DOCUMENT EXCERPT.
Though these are the four factors courts use to determine fair use, these criteria are not the only information used in every case. Because each case has a different set of facts, the courts must look at each case on a case-by-case basis. There is no set amount of work that determines fair use. This is also mentioned in the third factor of the test regarding the amount and substantiality of the work being used. The courts may find fair use of 100 hundred pages in one case but may not find fair use of one page in another. The intent of the Fair Use Doctrine is to protect the rights of the original author, while not restraining the public from learning or benefitting from a previously copyrighted work. A later post will delve into the TEACH Act, which is an extension of fair use in an educational setting.

Copyright Notice

Monday, June 22nd, 2020

On the topic of copyrights, many of the basics have been covered, including the benefits of copyright registration and the duration of copyright registration. However, this post will discuss copyright notice, which is distinct from copyright registration. While copyright registration validates an author’s claim to a work with the U.S. Copyright Office, a copyright notice validates an author’s claim to a work with the public.

The following will detail the elements of copyright notice, when it’s required and when it’s optional, the legal formalities that surround copyright notice and the advantages of including a notice on a work. Before delving too far into this post, it is important to note that for works created after March 1, 1989, copyright notice is optional, but for works created prior to that date, it is generally required.

Copyright notice is a statement put on copies of a work to inform the public that the author is claiming ownership. There are three elements to a notice, and they most often occur as a single continuous statement: (1) The copyright symbol ©; the word “copyright” or the abbreviation “copr.” (2) The year of first publication of the work and (3) The name of the copyright owner. The use of a copyright notice is the responsibility of the copyright owner and does not require permission from the Copyright Office, nor does it require registration.

For works published prior to March 1, 1989, the copyright owner was required to place an effective notice on all publicly distributed “visually perceptible” copies. Visually perceptible copies are those that can be seen or read, either directly or with the help of a machine, such as a film. For works published before the above date, the copyright notice had to be placed on copies in a permanent way that was legible to an ordinary user of the work and could not be concealed from view upon reasonable examination.

As described above, there are three general elements of a copyright notice and form a single continuous statement. However, for works that required copyright notice, it was acceptable to omit the year of publication for works reproduced on greeting cards, postcards, stationery, jewelry, dolls, toys or any “useful” article. Information regarding the specifics of elements of notice can be found in the Compendium on the Copyright Office’s website.

DIRECTIVES.
A) In the excerpt on copyright notice, which kinds of works or articles could leave out the year of publication from the notice? List every one it names.
B) Check each statement against the excerpt on copyright notice. Answer yes or no, and quote the words from the excerpt that decide it.
(i) Placing a copyright notice on a work requires permission from the Copyright Office.
(ii) For works created after March 1, 1989, copyright notice is optional.
(iii) A film counts as a copy that is visually perceptible with the help of a machine.
C) Continue the excerpt on copyright notice from its final sentence.

DATA ROWS.

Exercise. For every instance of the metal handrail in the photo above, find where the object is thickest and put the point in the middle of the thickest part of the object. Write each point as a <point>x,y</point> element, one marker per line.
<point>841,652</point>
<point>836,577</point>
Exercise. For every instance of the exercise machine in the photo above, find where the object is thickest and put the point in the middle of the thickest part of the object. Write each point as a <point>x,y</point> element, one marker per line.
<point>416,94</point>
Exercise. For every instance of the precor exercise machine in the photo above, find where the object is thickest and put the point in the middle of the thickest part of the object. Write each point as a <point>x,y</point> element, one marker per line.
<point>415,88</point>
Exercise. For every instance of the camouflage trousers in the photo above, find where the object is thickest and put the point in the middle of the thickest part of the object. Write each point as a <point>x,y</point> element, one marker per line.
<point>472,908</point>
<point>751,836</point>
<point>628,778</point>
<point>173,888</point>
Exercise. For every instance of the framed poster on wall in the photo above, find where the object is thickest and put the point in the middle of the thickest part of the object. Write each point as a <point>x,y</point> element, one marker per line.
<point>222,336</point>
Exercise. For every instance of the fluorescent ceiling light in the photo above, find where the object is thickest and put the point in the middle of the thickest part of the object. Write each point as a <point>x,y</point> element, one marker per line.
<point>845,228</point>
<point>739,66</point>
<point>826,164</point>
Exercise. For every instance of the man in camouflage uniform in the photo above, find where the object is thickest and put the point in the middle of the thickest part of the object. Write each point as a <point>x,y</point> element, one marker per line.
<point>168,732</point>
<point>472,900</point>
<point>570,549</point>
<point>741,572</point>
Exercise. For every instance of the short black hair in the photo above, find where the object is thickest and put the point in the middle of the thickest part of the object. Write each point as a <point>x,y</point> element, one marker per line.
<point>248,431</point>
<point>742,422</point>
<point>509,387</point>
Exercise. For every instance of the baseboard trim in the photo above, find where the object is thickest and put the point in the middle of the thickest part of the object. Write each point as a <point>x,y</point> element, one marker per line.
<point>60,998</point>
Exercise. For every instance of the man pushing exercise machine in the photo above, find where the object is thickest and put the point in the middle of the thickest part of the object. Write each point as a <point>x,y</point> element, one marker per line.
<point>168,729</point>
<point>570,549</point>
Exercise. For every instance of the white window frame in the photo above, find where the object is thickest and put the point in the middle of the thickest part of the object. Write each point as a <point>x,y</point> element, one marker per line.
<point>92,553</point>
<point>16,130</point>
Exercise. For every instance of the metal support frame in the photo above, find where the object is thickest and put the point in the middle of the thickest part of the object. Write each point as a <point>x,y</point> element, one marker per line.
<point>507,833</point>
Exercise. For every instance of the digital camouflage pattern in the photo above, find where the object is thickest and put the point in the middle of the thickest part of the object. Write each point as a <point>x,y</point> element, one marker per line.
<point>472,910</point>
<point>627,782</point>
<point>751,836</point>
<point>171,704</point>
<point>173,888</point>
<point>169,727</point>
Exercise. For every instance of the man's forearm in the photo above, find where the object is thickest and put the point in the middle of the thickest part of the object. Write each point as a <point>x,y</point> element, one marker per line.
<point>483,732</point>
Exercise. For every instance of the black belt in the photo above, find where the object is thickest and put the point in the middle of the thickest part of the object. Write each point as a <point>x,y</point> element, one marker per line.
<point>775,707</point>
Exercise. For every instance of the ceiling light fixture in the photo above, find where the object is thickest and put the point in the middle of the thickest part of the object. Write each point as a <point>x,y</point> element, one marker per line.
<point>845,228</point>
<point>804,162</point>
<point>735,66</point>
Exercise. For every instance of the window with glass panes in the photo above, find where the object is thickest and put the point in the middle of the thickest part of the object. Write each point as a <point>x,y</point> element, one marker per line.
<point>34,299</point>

RESULTS IN ORDER.
A)
- Greeting cards
- Postcards
- Stationery
- Jewelry
- Dolls
- Toys
- Any "useful" article

B)
(i) No: "does not require permission from the Copyright Office, nor does it require registration."
(ii) Yes: "for works created after March 1, 1989, copyright notice is optional"
(iii) Yes: "either directly or with the help of a machine, such as a film"

C)
Copyright notice is optional for unpublished works, foreign works or works published on or after March 1, 1989. Although copyright notice is optional for these works, there are several advantages to using a copyright notice: notice makes potential users aware that copyright is claimed in the work; in the case of a published work, a notice may prevent a defendant in a copyright infringement action from attempting to limit his or her liability for damages or injunctive relief based on an “innocent infringement defense”; notice identifies the copyright owner at the work was first published for parties seeking permission to use the work; notice identifies the year of first publication, which may be used to determine the term of copyright protection in the case of an anonymous work, a pseudonymous work or a work made for hire; and notice may prevent the work from becoming an orphan work by identifying the copyright owner and specifying the term of the copyright.

In sum, although copyright notice is optional for works created after March 1, 1989, the notice has several advantages that can be extremely beneficial to an author in multiple circumstances. Notice does not need to be registered or approved with the Copyright Office. For works created prior to March 1, 1989, copyright notice is mandatory and there are several formats in which it can be used depending on practicality.

Works Made for Hire

Monday, June 15th, 2020

An earlier post discussing copyright ownership briefly went into the rights and authorship associated with a “work made for hire.” This type of authorship is the exception to general rules of copyright ownership, and the original creator is not the author of the work, nor is he the owner of the copyrighted work. Whether a work is made for hire is decided by the facts that exist during the time the work was created.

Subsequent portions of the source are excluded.